▶ About this exercise
The expected reply is all of the data, returned exactly.

▶ Dataset extract

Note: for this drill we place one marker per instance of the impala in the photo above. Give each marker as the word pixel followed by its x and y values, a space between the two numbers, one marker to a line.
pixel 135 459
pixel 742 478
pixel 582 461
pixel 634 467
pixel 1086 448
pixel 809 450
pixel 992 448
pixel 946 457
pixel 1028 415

▶ Solution to the exercise
Note: for this drill we place one marker per instance of the impala in the photo above. Give each marker as the word pixel followed by its x and y values, a space between the two numbers, one marker to a line.
pixel 135 459
pixel 742 478
pixel 582 461
pixel 634 467
pixel 1086 448
pixel 809 450
pixel 992 448
pixel 946 457
pixel 1028 415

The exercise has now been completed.